**ÉNONCÉ 1:** Selon l'entretien sur les classes moyennes, pourquoi la phrase de Roland Barthes mérite-t-elle qu'on s'y arrête, même si elle paraît condescendante ? Répondez en une à trois phrases.
**ÉNONCÉ 2:** Dans l'entretien sur les classes moyennes, au cours de quel enseignement Roland Barthes prononce-t-il la phrase « Ils laisseront la culture aux classes moyennes » ?
**ÉNONCÉ 3:** Poursuivez l'entretien sur les classes moyennes à partir de son dernier passage.

**TEXTE FOURNI:**

╭──

Comment définiriez-vous les classes
moyennes ?
La
première définition est simple : les classes moyennes sont celles qui
relèvent d’un certain niveau d’imposition défini par les revenus. Dans cette
catégorie, on trouve aussi bien des professions intermédiaires, des employés et
même une partie des cadres. Ou bien on peut aussi définir les classes moyennes
par ce qu’elles ne sont pas : ni la frange la plus riche, ni la frange la
plus pauvre de la population…C’est un ensemble flou et finalement attrape-tout.
Or en tant que sociologue, je m’intéresse aux modes de vie, ce qui me semble
une façon plus intéressante « d’entrer » dans la question.
L’attachement aux loisirs et le niveau de diplômes rentrent en ligne de compte
et on devient de fait plus fin dans son analyse.
Quels seraient les marqueurs culturels liés
aux classes moyennes ?
Dans
« La préparation du roman », un très beau cours dispensé au Collège
de France, Roland Barthes dit cette phrase : « Ils laisseront la
culture aux classes moyennes ». La formulation peut apparaître
condescendante au premier abord mais il est important de s’arrêter dessus. Ce
sont justement dans les classes moyennes que nous allons trouver le plus
d’ « agitation culturelle ». C’est là où tout se passe, où la
création est repérée et repérable. Les classes moyennes sont consommatrices de
culture. Elles confirment les tendances et parfois les lancent. Contrairement
aux idées reçues, ses membres ne sont pas des suiveurs. Leur identité passe par des choix
culturels.
Vous parliez de Roland Barthes. Justement,
dans « Mythologies », il semble se moquer de certains référents
culturels qui parlent aux classes moyennes : l’acteur photographié chez
Harcourt, Minou Drouet...

╰──

**EXTRAITS DE DONNÉES:**
╭──

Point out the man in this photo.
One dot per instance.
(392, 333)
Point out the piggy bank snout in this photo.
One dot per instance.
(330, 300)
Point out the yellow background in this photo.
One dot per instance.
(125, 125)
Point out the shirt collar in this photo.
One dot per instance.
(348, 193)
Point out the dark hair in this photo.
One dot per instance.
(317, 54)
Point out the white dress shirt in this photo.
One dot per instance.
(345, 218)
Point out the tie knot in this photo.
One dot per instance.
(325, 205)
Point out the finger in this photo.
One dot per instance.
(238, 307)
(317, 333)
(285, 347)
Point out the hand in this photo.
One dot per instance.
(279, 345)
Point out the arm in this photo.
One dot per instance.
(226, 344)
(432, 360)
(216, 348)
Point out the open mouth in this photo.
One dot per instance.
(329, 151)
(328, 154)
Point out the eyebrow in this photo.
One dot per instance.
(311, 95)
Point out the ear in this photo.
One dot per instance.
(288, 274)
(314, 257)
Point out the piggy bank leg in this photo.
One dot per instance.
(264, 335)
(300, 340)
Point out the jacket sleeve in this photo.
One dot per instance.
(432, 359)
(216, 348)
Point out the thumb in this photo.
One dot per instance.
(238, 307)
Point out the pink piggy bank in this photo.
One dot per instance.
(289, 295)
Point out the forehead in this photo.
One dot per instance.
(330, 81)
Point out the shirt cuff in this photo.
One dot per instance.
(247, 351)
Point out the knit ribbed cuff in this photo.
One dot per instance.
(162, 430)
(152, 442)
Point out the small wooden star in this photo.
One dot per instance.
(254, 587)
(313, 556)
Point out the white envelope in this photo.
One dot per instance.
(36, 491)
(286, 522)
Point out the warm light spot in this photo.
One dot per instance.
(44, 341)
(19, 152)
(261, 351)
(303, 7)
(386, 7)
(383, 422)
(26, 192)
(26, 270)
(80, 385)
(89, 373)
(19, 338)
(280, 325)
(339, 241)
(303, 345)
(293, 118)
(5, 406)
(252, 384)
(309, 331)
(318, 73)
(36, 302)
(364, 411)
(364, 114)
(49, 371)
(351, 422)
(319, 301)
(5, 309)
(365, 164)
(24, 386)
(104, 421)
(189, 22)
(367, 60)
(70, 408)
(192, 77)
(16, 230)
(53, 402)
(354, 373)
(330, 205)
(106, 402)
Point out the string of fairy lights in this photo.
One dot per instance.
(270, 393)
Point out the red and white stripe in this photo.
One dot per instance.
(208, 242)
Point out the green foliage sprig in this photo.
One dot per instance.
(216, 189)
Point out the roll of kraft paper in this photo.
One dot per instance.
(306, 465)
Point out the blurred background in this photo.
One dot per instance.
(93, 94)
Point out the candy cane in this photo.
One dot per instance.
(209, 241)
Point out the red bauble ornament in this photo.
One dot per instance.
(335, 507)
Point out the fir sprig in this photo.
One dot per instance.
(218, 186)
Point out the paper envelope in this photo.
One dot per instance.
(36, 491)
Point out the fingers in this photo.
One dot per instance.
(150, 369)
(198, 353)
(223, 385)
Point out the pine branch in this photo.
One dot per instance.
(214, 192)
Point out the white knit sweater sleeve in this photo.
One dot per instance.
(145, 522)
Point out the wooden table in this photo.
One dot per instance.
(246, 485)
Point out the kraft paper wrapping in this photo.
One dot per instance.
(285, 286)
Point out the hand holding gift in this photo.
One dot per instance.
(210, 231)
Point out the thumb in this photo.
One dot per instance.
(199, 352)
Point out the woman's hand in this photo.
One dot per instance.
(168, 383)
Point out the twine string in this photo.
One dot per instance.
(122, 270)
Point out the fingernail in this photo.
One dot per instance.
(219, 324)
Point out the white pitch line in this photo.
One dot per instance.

╰──

**RÉPONSE 1:** C'est précisément dans les classes moyennes que l'on trouve le plus d'« agitation culturelle » : c'est là que la création est repérée et repérable. Ces classes consomment la culture, confirment les tendances et parfois les lancent, et leur identité passe par des choix culturels.

**RÉPONSE 2:** Dans « La préparation du roman », un cours dispensé au Collège de France.

**RÉPONSE 3:**
Plus
que de la moquerie, je parlerais d’ironie. Il évoque la mythologie moderne de l’homme moderne, cet
accès aux choses auxquelles les classes moyennes aspirent et qui sont
transmises hors modèle scolaire. C’est la logique même de démocratisation.
Pierre Bourdieu, lui, parlait de la « bonne volonté culturelle » des
classes moyennes. Je ne fais pas partie de ces sociologues qui se plaisent à
mettre à mal sa pensée, car je pense que ceux qui vont au théâtre ou au cinéma
font preuve d’une réelle sincérité. Ils ne le font simplement pas pour se
« positionner » socialement. Et on ne peut pas leur donner n’importe
quoi à voir ou à lire.
C’est pourtant un préjugé qui a la peau
dure…
Prenons
un exemple. Les professionnels se plaignent du tassement de la fréquentation
des salles de cinéma. Mais parce que les « fabricants » de culture
traitent mal leur public. Si
« Intouchables » a remporté un tel succès, c’est parce que ce film,
porté par un beau scénario était aussi empreint de valeurs fortes. Proposer un
« Intouchables 2 » serait une hérésie et les spectateurs ne seraient
certainement pas dupes. Passé un certain âge, nous savons revendiquer nos
choix. Nous souhaitons exister à travers ce que nous aimons. Et les gens savent
très bien ce à quoi ils ont à faire.
Justement, le cinéma n’est-il pas le medium
culturel d’excellence pour les classes moyennes ?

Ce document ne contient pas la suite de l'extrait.